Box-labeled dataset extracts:
□ □ □ □ □ □ □

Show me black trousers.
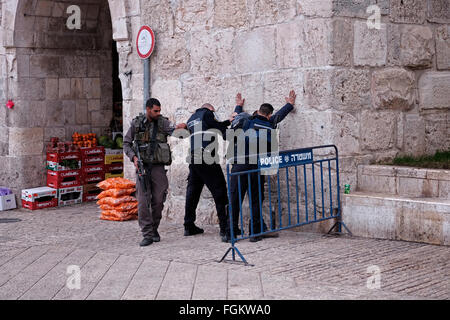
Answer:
[230,164,267,235]
[136,165,169,237]
[184,163,228,231]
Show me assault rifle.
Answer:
[133,140,147,193]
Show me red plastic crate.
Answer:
[105,162,123,174]
[21,198,58,210]
[81,163,105,175]
[47,151,81,162]
[47,169,81,189]
[81,153,105,166]
[83,183,102,202]
[58,186,83,206]
[81,170,105,185]
[80,146,105,158]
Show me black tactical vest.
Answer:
[187,108,217,153]
[133,113,172,165]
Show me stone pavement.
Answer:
[0,203,450,300]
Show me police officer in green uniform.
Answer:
[123,98,186,246]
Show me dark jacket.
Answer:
[228,103,294,164]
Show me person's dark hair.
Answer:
[145,98,161,109]
[259,103,273,116]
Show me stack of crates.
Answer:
[47,151,83,206]
[80,146,105,202]
[22,187,58,210]
[105,149,123,179]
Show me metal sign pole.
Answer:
[143,57,150,113]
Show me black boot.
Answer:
[152,231,161,242]
[184,224,204,236]
[139,237,153,247]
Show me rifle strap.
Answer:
[150,120,159,163]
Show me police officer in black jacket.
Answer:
[227,90,296,242]
[184,103,232,237]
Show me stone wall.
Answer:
[132,0,450,228]
[0,0,450,231]
[0,0,112,194]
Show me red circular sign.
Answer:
[136,26,155,59]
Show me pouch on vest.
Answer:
[152,142,172,166]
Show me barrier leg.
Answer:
[218,246,253,266]
[327,219,353,236]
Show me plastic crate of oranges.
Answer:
[72,132,97,148]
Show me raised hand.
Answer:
[236,93,245,107]
[285,90,297,105]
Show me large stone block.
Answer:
[360,111,396,151]
[264,70,304,110]
[58,78,71,99]
[182,77,223,112]
[151,80,183,116]
[91,110,112,127]
[175,0,213,32]
[428,0,450,23]
[0,156,46,195]
[17,78,45,100]
[75,99,89,124]
[151,35,191,79]
[424,113,450,155]
[436,26,450,70]
[332,112,360,155]
[279,110,334,150]
[45,101,64,127]
[400,26,435,68]
[61,100,75,125]
[353,21,387,67]
[297,0,333,18]
[45,78,59,100]
[332,0,389,18]
[9,127,44,157]
[141,0,175,34]
[214,0,248,28]
[221,73,266,115]
[303,69,334,110]
[332,69,370,111]
[330,19,353,66]
[390,0,427,24]
[403,114,425,156]
[82,78,101,99]
[234,27,276,73]
[276,19,332,68]
[419,71,450,110]
[372,68,416,110]
[247,0,297,27]
[59,55,88,78]
[190,30,234,76]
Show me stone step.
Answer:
[357,165,450,200]
[342,192,450,245]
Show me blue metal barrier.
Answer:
[219,145,351,265]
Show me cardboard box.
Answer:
[105,172,123,180]
[47,169,81,189]
[47,151,81,162]
[81,171,105,185]
[80,146,105,158]
[105,148,123,155]
[58,186,83,206]
[83,183,102,202]
[81,153,105,166]
[47,160,81,171]
[0,194,17,211]
[81,163,105,176]
[105,154,123,164]
[21,187,58,210]
[105,162,123,174]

□ □ □ □ □ □ □

▶ [Stated problem]:
Please update the material above by changing each "stone" to "brick" and keeping everything else the same, with the pictures left out.

▶ [Answer in full]:
Show me black trousers.
Answer:
[230,164,267,235]
[136,165,169,237]
[184,163,228,231]
Show me assault rifle.
Answer:
[133,140,147,193]
Show me red plastic crate.
Answer:
[105,162,123,174]
[21,198,58,210]
[81,163,105,175]
[47,151,81,162]
[47,169,81,189]
[81,153,105,166]
[83,183,102,202]
[58,186,83,206]
[81,170,105,185]
[80,146,105,158]
Show me black tactical vest.
Answer:
[187,108,217,153]
[133,113,172,165]
Show me brick pavement.
Answer:
[0,203,450,300]
Show me police officer in green uniform.
Answer:
[123,98,186,246]
Show me dark jacket.
Answer:
[228,103,294,164]
Show me person's dark hair.
Answer:
[145,98,161,109]
[259,103,273,116]
Show me stack of crates.
Answer:
[47,151,83,206]
[80,146,105,202]
[22,187,58,210]
[105,149,123,179]
Show me metal sign pole.
Answer:
[143,57,150,113]
Show me black boot.
Answer:
[152,231,161,242]
[184,224,204,236]
[139,237,153,247]
Show me rifle strap.
Answer:
[150,120,159,163]
Show me police officer in black jacket.
Answer:
[227,90,296,242]
[184,103,232,237]
Show me brick wall.
Answer:
[132,0,450,228]
[0,0,450,231]
[0,0,112,194]
Show me red circular sign.
Answer:
[136,26,155,59]
Show me pouch on vest.
Answer:
[152,142,172,166]
Show me barrier leg.
Answer:
[218,246,253,266]
[327,219,353,236]
Show me plastic crate of oranges.
Answer:
[72,132,97,148]
Show me raised hand.
Answer:
[236,93,245,107]
[285,90,297,105]
Show me large brick block.
Answer:
[360,111,396,151]
[264,70,304,110]
[58,78,71,99]
[182,77,223,112]
[151,80,183,116]
[91,110,112,127]
[175,0,213,32]
[428,0,450,23]
[0,156,46,195]
[17,78,45,100]
[75,99,89,124]
[151,35,191,79]
[424,113,450,155]
[436,26,450,70]
[332,112,360,155]
[279,110,334,150]
[45,101,64,127]
[400,26,435,68]
[61,100,75,125]
[353,21,387,67]
[297,0,333,18]
[45,78,59,100]
[332,0,389,18]
[9,127,44,157]
[141,0,175,34]
[214,0,248,28]
[221,73,266,115]
[303,69,334,110]
[332,69,370,111]
[330,19,353,66]
[390,0,427,24]
[403,114,425,156]
[82,78,101,99]
[234,27,276,73]
[276,19,332,68]
[419,71,450,110]
[372,68,416,110]
[247,0,297,27]
[59,55,88,78]
[190,30,234,76]
Show me brick step.
Answer:
[357,165,450,200]
[342,192,450,245]
Show me blue metal barrier.
Answer:
[219,145,351,265]
Show me cardboard box.
Answer:
[105,172,123,180]
[47,169,81,189]
[47,151,81,162]
[81,171,105,185]
[80,146,105,158]
[105,148,123,155]
[58,186,83,206]
[83,183,102,202]
[81,153,105,166]
[47,160,81,171]
[0,194,17,211]
[81,163,105,176]
[105,154,123,164]
[21,187,58,210]
[105,162,123,174]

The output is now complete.